- **PROVIDED ENTRIES**:
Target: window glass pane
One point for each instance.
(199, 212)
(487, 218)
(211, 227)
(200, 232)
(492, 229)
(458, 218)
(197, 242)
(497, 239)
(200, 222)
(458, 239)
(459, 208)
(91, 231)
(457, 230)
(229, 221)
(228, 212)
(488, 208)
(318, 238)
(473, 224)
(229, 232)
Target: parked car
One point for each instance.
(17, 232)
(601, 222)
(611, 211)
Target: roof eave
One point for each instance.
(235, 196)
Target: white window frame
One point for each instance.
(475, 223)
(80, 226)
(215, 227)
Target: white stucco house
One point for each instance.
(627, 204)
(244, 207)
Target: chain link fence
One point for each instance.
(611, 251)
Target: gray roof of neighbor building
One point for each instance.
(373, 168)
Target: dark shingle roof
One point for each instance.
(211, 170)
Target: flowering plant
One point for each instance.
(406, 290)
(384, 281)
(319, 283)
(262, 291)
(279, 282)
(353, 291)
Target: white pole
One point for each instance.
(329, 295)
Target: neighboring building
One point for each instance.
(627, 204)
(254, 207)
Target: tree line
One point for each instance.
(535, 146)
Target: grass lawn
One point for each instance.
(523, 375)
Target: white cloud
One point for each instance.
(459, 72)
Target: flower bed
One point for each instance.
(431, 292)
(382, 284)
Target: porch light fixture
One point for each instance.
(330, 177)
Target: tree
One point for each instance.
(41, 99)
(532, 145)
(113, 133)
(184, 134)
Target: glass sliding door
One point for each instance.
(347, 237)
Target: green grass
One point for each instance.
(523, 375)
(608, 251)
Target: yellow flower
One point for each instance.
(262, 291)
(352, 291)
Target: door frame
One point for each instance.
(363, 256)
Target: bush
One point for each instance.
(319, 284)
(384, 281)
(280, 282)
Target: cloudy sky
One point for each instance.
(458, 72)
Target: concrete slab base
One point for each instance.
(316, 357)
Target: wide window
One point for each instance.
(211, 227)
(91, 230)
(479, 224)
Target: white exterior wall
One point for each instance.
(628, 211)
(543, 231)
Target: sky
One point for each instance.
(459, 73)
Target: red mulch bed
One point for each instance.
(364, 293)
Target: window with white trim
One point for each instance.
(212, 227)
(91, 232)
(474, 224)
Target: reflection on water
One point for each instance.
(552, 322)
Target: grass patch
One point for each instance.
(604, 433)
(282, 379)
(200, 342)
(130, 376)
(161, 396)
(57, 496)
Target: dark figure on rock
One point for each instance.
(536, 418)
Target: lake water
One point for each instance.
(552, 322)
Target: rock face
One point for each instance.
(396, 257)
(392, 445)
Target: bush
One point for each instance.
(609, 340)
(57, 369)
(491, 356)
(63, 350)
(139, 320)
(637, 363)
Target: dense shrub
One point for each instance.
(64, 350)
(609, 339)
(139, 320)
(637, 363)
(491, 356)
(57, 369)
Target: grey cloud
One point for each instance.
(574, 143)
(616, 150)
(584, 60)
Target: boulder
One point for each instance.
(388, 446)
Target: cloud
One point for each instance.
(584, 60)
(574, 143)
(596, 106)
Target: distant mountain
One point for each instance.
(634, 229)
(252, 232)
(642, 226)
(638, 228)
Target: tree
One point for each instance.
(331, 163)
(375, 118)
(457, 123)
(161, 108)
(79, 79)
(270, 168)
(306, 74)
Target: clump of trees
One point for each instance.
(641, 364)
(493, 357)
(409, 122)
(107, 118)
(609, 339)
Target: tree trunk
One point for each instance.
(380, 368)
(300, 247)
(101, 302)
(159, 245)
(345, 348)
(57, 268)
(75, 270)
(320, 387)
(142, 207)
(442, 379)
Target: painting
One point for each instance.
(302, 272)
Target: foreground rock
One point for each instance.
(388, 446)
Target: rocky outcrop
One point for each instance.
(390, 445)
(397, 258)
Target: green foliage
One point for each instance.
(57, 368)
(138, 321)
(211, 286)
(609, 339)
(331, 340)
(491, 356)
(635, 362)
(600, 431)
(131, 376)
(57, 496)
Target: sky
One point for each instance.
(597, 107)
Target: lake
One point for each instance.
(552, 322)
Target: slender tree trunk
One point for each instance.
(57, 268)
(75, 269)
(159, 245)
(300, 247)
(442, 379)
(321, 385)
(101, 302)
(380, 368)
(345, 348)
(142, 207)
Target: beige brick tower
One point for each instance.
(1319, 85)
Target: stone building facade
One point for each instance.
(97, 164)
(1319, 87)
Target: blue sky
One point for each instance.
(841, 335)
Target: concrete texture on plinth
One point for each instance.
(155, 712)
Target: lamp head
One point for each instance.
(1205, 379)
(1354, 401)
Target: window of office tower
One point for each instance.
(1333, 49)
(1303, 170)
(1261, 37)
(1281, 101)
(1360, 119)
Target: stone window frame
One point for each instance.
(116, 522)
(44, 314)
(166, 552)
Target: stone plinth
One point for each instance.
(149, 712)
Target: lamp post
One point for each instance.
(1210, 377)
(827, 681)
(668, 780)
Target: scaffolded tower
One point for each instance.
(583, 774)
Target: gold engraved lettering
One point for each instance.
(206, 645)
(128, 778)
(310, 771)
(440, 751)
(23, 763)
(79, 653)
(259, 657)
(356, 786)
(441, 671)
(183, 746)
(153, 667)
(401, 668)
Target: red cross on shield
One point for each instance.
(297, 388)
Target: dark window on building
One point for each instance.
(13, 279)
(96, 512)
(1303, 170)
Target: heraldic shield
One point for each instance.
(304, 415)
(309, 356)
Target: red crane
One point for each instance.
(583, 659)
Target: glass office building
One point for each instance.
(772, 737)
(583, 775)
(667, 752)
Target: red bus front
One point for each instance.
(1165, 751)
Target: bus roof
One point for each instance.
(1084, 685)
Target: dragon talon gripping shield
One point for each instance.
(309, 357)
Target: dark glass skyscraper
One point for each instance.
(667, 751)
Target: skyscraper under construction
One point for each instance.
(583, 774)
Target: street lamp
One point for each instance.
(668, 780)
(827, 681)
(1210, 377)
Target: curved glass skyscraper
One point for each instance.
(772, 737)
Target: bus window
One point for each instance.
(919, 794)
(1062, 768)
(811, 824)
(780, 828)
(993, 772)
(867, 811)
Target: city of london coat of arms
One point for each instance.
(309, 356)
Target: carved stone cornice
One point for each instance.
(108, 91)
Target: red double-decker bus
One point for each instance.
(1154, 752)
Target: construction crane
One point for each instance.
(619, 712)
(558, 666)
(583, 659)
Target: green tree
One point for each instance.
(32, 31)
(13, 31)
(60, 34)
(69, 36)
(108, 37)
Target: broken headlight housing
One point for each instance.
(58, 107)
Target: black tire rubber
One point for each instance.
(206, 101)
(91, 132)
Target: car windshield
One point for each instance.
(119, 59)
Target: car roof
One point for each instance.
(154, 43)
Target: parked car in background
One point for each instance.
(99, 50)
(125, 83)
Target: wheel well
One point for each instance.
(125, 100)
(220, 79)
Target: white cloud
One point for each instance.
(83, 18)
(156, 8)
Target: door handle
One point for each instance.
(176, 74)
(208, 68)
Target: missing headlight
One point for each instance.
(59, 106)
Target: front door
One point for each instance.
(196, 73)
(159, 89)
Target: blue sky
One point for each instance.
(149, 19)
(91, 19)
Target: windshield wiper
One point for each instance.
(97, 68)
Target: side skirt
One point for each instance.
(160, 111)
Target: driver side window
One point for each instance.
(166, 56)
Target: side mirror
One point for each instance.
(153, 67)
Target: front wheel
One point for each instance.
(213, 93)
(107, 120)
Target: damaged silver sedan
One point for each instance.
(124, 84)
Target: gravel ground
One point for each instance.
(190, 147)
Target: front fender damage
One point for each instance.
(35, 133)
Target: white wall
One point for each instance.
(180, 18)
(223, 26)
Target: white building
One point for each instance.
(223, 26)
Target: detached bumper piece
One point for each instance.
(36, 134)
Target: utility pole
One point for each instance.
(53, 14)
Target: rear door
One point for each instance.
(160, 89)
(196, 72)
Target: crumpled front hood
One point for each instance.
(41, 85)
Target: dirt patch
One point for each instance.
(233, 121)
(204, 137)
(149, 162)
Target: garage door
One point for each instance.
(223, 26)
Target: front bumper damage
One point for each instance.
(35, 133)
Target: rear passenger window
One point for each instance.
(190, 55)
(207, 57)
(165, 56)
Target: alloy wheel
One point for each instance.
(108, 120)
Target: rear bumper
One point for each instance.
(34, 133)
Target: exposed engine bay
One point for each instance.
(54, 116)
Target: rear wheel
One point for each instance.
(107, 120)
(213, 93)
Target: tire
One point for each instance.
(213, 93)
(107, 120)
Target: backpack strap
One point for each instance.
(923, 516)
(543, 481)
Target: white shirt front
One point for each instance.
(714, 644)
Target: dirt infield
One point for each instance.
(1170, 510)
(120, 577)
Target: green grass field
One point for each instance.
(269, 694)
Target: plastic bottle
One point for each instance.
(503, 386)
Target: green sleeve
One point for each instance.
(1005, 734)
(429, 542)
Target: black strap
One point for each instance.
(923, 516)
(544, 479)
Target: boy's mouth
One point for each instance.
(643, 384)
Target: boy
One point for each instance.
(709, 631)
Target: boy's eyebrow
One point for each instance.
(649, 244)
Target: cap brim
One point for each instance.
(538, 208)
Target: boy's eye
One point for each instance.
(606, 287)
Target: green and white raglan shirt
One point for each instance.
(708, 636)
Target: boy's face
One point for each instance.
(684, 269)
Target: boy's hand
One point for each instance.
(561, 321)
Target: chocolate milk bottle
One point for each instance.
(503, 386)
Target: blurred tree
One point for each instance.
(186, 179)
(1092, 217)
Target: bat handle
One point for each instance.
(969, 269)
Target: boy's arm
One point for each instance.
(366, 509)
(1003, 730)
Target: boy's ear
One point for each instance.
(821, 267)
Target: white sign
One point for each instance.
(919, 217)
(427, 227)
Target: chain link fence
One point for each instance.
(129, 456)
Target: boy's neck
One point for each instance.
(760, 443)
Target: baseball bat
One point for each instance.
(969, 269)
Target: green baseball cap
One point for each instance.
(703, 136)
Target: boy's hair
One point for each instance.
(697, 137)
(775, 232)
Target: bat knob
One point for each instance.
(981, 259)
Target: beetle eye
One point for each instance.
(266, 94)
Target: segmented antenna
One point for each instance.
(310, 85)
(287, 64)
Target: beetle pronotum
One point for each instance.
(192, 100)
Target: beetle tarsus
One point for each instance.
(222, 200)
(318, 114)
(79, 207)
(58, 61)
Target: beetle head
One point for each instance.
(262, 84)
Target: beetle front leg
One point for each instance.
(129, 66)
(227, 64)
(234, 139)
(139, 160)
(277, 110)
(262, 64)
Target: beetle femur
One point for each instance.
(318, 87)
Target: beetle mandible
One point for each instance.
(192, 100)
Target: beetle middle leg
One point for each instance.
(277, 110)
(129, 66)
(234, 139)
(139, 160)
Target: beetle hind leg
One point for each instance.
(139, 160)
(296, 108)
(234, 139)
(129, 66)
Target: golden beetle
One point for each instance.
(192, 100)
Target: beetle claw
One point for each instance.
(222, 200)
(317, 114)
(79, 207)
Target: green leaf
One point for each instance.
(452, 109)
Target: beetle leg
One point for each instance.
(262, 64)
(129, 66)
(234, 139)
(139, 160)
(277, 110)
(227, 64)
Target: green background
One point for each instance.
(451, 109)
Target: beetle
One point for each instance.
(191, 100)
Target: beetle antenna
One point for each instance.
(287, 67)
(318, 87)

- **DIRECTIONS**:
Output exactly the lines between the one containing "Target: beetle femur" and the final line above, both inclusive.

- **RESULT**:
Target: beetle femur
One point for each instance.
(318, 87)
Target: beetle mandible
One point for each instance.
(192, 100)
Target: beetle middle leg
One point for each instance.
(277, 110)
(129, 66)
(234, 139)
(139, 160)
Target: beetle hind leg
One point for each instance.
(139, 160)
(296, 108)
(234, 139)
(129, 66)
Target: golden beetle
One point for each instance.
(192, 100)
Target: beetle claw
One point for each instance.
(222, 200)
(317, 114)
(79, 207)
Target: green leaf
One point for each instance.
(452, 109)
Target: beetle leg
One point for each instance.
(262, 64)
(129, 66)
(234, 139)
(139, 160)
(277, 110)
(227, 64)
Target: green background
One point for each instance.
(451, 109)
Target: beetle
One point for each instance.
(191, 100)
Target: beetle antenna
One point for each instance.
(287, 67)
(318, 87)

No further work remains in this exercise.